Directions:
Go through the material underneath and show every line where the string "segment" occurs.

Available data:

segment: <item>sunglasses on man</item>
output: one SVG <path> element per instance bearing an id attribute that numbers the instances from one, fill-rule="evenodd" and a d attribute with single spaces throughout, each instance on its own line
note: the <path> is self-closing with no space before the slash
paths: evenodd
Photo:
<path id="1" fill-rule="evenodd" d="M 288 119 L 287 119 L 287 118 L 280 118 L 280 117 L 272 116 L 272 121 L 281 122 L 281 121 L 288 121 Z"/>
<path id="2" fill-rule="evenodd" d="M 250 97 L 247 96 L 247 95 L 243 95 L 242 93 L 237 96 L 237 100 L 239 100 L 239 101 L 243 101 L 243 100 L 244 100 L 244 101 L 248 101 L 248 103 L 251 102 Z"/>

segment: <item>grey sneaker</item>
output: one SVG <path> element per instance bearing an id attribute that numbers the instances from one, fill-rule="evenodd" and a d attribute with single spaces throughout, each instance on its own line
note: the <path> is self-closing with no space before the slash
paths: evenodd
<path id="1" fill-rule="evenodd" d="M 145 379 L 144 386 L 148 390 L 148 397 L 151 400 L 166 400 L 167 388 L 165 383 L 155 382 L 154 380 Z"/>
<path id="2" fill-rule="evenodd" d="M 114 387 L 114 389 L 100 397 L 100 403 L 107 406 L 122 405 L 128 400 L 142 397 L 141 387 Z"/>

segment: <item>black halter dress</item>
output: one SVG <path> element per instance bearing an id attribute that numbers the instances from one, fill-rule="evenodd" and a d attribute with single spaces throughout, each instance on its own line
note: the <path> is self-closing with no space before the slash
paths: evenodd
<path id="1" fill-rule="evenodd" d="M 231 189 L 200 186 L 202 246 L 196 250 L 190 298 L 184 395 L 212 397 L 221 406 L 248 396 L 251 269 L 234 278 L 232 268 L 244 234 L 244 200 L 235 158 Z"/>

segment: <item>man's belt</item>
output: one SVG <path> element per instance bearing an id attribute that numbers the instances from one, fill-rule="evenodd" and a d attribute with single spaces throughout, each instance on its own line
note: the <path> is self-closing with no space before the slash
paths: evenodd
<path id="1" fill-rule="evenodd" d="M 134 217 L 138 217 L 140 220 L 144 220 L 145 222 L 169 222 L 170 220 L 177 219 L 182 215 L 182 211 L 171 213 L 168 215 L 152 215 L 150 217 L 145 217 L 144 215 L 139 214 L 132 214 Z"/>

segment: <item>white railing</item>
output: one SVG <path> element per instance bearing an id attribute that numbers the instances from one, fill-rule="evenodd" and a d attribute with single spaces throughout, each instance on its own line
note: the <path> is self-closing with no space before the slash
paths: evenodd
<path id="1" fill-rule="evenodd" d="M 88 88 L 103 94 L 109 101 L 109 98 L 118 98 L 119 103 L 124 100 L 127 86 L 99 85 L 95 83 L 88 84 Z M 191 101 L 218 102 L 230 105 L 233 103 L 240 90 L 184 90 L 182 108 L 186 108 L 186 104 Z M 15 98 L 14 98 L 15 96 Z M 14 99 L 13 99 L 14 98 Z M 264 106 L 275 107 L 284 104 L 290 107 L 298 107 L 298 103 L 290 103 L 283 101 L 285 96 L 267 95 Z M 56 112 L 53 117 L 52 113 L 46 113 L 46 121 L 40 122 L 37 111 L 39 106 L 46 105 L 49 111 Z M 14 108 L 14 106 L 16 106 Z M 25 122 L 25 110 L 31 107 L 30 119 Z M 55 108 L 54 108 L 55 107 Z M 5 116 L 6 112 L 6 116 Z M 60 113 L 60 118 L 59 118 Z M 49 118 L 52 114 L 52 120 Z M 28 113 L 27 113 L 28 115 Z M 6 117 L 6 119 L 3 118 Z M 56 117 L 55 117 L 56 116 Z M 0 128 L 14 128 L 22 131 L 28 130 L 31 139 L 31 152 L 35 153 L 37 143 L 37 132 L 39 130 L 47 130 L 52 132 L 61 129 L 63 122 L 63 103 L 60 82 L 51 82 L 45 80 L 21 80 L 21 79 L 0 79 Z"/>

Exercise output:
segment: <item>sunglasses on man</item>
segment: <item>grey sneaker</item>
segment: <item>black halter dress</item>
segment: <item>man's belt</item>
segment: <item>white railing</item>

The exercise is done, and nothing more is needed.